--- START ---

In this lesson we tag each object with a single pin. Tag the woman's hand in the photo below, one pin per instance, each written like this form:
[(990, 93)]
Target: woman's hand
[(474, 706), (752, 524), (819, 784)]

--- END ---
--- START ---

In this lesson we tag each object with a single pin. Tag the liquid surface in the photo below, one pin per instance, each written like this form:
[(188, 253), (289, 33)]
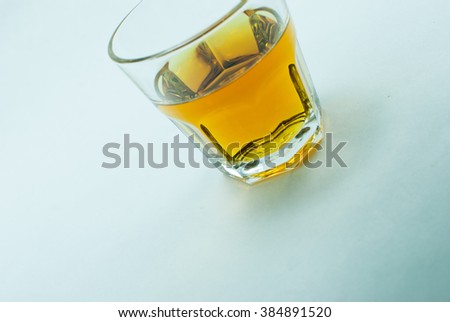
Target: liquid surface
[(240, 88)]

--- END ---

**WORK REQUEST**. Lines holding "instance" in the data above: copy each of them.

**WRITTEN RESPONSE**.
In this lesson we tag each object with a single pin. Tag the woman's hand in the photo below, one pin per instance, each written like this form:
In this lesson we tag each object with a single pin. Tag the liquid surface in the photo below, one pin per instance, each written like this form:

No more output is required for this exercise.